**** Supplied passage
Such challenges are exacerbated by cuts to support groups for PLWHAs. Cuts to psychosocial services correspond to increased levels of depression among PLWHAs.33 In the context of social cuts, justified in relation to austerity measures, the shift within the UK’s response to HIV/AIDS is subtle, but notable. It reflects an erosion of the previous rights-based response, justified by the need to reduce state costs.

Greece

As has been well documented, Greece was severely affected by the 2008 financial crisis. In order to mitigate its economic woes, and stay within the EU, it accepted a loan from the International Monetary Fund (IMF) and underwent substantial restructuring of public assets and systems. These included a restructuring of the public health system, which was admittedly suffering from poor management and corruption. However, the IMF conditionalities also included restrictions on public health spending, reducing it to less than 6% of GDP, down from approximately 10%.34 As a result, many hospitals had to cut their budgets by 40%, resulting in shortages of staff and medical supplies. The crisis was compounded by the increased demand for public health services as patients could no longer afford private care due to widespread economic hardship.35

Among the programs cut were harm reduction interventions, such as needle exchanges and opiate substitutes, which are proven to be the most effective way to prevent HIV infection among PWID.36 Budget cuts in 2009 and 2010 resulted in one-third of such programs being cut.37 The reduction in needle exchanges and opiate substitute programs was exacerbated by other health care cuts, which decreased access to services for PLWHAs and PWID to treat opportunistic infections, consult their doctors, and access rehabilitation services. The cancellation of harm reduction and other programs resulted in an immediate spike in HIV infections:  incidence rose more than tenfold from 2009 to 2012 among PWID.38 While this increase may also be due to more people resorting to the drug and sex trade because of the recession, lack of access to clean needles and opiate substitutes is recognized as a primary contributing factor.39

In response to rising HIV infection rates, the Greek government “brought back into force a regulation on the transmission of infectious diseases that runs counter to all international guidelines on HIV testing and breaches human rights.”40 Greek authorities began arresting and forcibly testing PWID and sex workers for HIV. In 2012, women suspected of being sex workers were pulled off the streets, detained by the police, tested for HIV, and then had their details, including their HIV status, published on the internet. These women were not asked to consent to the testing and felt that they were not able to refuse.41 Thirty of those found to be HIV-positive were jailed for causing intentional harm to clients.

In 2012, the Greek Ombudsman reported complaints related to the sharing of confidential medical records, the refusal of housing or employment based on HIV status, and the testing and communicating of HIV status without consent. Some employers were reportedly forcing employees to get tested for HIV prior to taking up jobs.42 In 2014 and 2015, Human Rights Watch documented police harassment of PWID and sex workers, quoting one methadone recipient:  “Wherever you’re coming from, wherever you’re going, without any grounds, and without provoking anyone, you are always, always going to be taken to the police station.” 43 Human Rights Watch also found, “Twenty-one people described situations in which police stops had a direct or indirect negative impact on their right to health, including interfering with their access to a doctor and necessary medication, as well as to services and information on HIV prevention, methadone, and other prescription drugs.”44 Greek authorities were restricting access to health care for vulnerable groups, violating General Comment 14 of the International Covenant on Social, Economic and Cultural Rights (ICESCR), which includes the entitlement to “a system of health protection providing equality of opportunity for everyone to enjoy the highest attainable level of health” and the freedom of “the right to be free from non-consensual medical treatment . . .and to be free from degrading treatment or punishment.”45

Managing HIV/AIDS within the EU

The right to health is recognized by the European Convention for the Protection of Human Rights and Fundamental Freedoms of the Council of Europe, and the European Social Charter. In the EU, the Charter of Fundamental Rights sets out the right of everyone to access preventive health care and to benefit from medical treatment.  While health governance falls under state jurisdiction, these delineations indicate an element of regional oversight to ensure the right to health. However, the European Parliament has more often taken a risk management approach, which frames health and related issues as isolated problems to be contained. In order to demonstrate the dominance of this approach this section focuses on two key population groups: migrants and sex workers.
********
### Apply what you read
**A)** Decide whether each statement agrees with the passage on HIV and austerity. Answer yes or no for each, quoting the words from the passage that settle it: (i) IMF conditions brought Greek public health spending below 6% of GDP; (ii) budget cuts in 2009 and 2010 removed half of Greece's harm reduction programs; (iii) thirty of the people found to be HIV-positive after the 2012 testing were jailed.
**B)** According to the passage on HIV and austerity, by what percentage did many Greek hospitals have to cut their budgets?
The rows have no connection to the passage on HIV and austerity.
**** Stored data
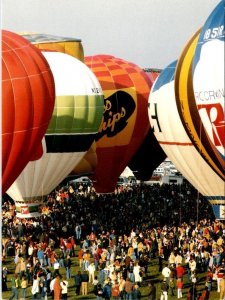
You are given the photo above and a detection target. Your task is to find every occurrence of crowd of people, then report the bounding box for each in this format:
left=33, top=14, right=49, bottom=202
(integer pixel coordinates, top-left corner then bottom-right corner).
left=2, top=179, right=225, bottom=300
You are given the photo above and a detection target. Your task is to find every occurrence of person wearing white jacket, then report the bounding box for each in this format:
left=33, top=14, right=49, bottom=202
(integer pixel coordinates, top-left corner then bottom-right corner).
left=31, top=275, right=40, bottom=300
left=87, top=263, right=96, bottom=283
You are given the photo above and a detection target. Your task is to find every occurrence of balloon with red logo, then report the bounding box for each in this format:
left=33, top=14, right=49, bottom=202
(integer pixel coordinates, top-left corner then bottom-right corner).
left=85, top=55, right=151, bottom=193
left=2, top=30, right=55, bottom=194
left=181, top=1, right=225, bottom=219
left=128, top=69, right=166, bottom=181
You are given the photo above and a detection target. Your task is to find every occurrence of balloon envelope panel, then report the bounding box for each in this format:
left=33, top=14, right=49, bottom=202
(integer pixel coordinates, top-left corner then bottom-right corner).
left=7, top=52, right=103, bottom=217
left=128, top=71, right=166, bottom=181
left=149, top=62, right=223, bottom=206
left=2, top=30, right=55, bottom=194
left=20, top=32, right=84, bottom=61
left=192, top=1, right=225, bottom=172
left=85, top=55, right=151, bottom=193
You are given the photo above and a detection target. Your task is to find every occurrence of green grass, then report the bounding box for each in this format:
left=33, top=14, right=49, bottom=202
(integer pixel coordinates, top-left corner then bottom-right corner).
left=1, top=246, right=219, bottom=300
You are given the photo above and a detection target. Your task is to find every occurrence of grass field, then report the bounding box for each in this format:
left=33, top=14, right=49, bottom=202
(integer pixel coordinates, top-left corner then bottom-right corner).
left=1, top=246, right=219, bottom=300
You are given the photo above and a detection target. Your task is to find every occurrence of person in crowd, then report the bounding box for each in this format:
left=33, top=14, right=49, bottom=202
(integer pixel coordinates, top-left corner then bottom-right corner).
left=103, top=278, right=112, bottom=300
left=124, top=277, right=134, bottom=300
left=60, top=276, right=69, bottom=300
left=81, top=270, right=89, bottom=296
left=9, top=273, right=19, bottom=300
left=74, top=271, right=82, bottom=296
left=160, top=277, right=169, bottom=300
left=53, top=274, right=62, bottom=300
left=148, top=281, right=156, bottom=300
left=31, top=275, right=40, bottom=300
left=132, top=284, right=141, bottom=300
left=21, top=276, right=28, bottom=300
left=177, top=278, right=183, bottom=299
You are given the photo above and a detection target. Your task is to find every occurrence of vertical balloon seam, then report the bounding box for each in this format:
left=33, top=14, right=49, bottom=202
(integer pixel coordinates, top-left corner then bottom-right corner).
left=175, top=29, right=224, bottom=179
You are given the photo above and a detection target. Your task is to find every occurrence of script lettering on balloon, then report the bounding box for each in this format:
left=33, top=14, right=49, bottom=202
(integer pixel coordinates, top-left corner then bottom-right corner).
left=96, top=91, right=136, bottom=141
left=198, top=103, right=225, bottom=149
left=149, top=103, right=162, bottom=132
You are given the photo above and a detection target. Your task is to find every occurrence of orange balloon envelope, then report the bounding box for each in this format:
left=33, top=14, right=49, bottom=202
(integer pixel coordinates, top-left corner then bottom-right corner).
left=2, top=30, right=55, bottom=194
left=84, top=55, right=151, bottom=193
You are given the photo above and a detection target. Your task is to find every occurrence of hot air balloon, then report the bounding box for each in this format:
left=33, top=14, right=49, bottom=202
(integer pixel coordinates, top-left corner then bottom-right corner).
left=7, top=52, right=103, bottom=218
left=128, top=69, right=166, bottom=181
left=2, top=30, right=55, bottom=194
left=176, top=1, right=225, bottom=220
left=20, top=32, right=84, bottom=61
left=84, top=55, right=151, bottom=193
left=149, top=27, right=224, bottom=220
left=70, top=141, right=97, bottom=177
left=20, top=32, right=97, bottom=180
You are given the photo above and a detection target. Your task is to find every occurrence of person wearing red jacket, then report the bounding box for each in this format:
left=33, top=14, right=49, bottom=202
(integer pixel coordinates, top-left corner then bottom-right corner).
left=176, top=264, right=185, bottom=281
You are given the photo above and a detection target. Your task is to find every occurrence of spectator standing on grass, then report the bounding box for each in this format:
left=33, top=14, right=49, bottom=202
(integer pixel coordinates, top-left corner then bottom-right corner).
********
### Solutions by task
**A)**
(i) Yes: "reducing it to less than 6% of GDP, down from approximately 10%."
(ii) No: "Budget cuts in 2009 and 2010 resulted in one-third of such programs being cut."
(iii) Yes: "Thirty of those found to be HIV-positive were jailed for causing intentional harm to clients."

**B)** By 40%.